Stated problem
Extract the text lines of every item below verbatim, leaving the pictures out of the output.

[BEGIN Supplied records]

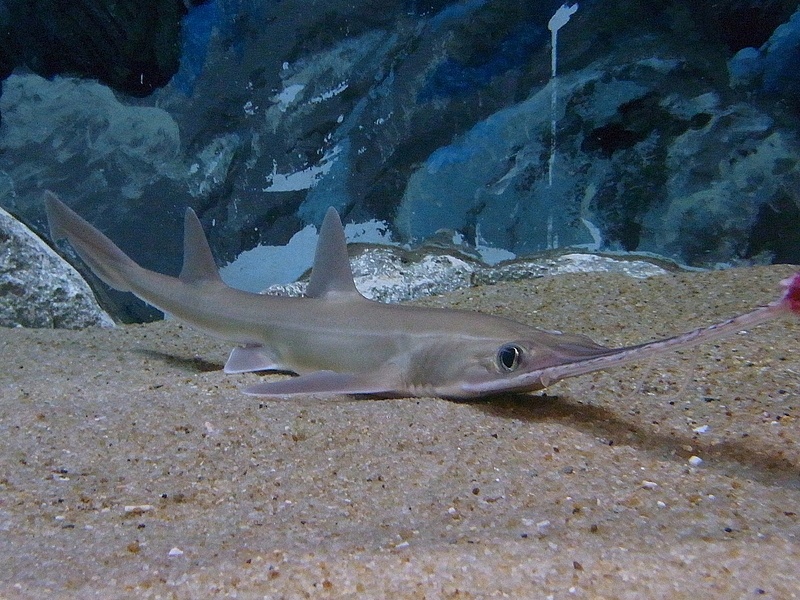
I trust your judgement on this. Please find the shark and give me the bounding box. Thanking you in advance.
[44,191,800,399]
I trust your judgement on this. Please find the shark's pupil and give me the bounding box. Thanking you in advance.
[497,344,522,371]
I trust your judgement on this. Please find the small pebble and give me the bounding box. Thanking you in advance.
[122,504,154,513]
[536,520,550,535]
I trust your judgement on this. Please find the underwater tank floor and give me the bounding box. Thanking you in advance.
[0,266,800,598]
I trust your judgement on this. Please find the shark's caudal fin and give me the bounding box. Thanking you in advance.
[306,207,361,299]
[44,191,222,292]
[44,191,140,292]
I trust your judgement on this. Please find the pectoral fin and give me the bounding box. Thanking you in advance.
[244,371,394,396]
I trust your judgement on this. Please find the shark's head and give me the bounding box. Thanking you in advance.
[406,325,611,398]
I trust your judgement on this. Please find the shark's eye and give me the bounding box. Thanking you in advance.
[497,344,522,373]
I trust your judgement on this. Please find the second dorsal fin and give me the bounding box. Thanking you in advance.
[306,207,361,298]
[180,208,222,283]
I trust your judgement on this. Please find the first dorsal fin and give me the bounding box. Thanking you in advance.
[306,207,361,298]
[179,208,222,283]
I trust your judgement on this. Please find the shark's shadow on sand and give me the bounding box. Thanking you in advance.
[468,394,800,490]
[132,348,800,490]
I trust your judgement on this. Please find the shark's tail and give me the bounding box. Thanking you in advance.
[44,191,141,292]
[44,191,222,296]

[END Supplied records]

Output of the exercise
I trust your judgement on this. Please find the shark and give me the bounding box. Thanking you in advance.
[44,191,800,399]
I trust your judgement on this. Please find the shark's pupil and give me the bounding box. Thanking you in advance.
[497,344,522,371]
I trust your judgement on this. Please find the small pebble and give me the bounding box. Thanking you in advance.
[122,504,154,513]
[536,520,550,535]
I trust your judgement on this. Please find the underwater tank floor and give me the bounding box. Thanking you in advance.
[0,266,800,598]
I trust your judgement on this. Please find the shark's caudal fin and give me the bounding box. Thanking you in advance.
[306,207,361,299]
[44,191,222,292]
[44,191,140,292]
I trust your judgement on this. Please find the pectoral fin and give me the bounding box. Thanking you in advance.
[244,371,394,396]
I trust your judgement on this. Please find the shark's head and give me the bounding box. Thanking you in advance.
[406,325,611,398]
I trust your judgement on this. Please find the shark's eye and give me the bounding box. Thanking you in advance.
[497,344,522,373]
I trust your judgement on this. Please find the second dorsal fin and give me the bounding box. Thanking you in advance.
[306,207,361,298]
[180,208,222,283]
I trust your judgement on this. Please find the first dorsal fin and give me the bounding box. Thanking you in advance.
[306,207,361,298]
[179,208,222,283]
I trust your judgement on this. Please find the shark's shadow on sand and give me the bounding box. Thanking you in advance.
[468,394,800,490]
[132,348,800,490]
I trust your judgement on this. Please find the shark's tail and give me the bounding box. Thanking you in advance.
[44,191,141,292]
[44,191,222,296]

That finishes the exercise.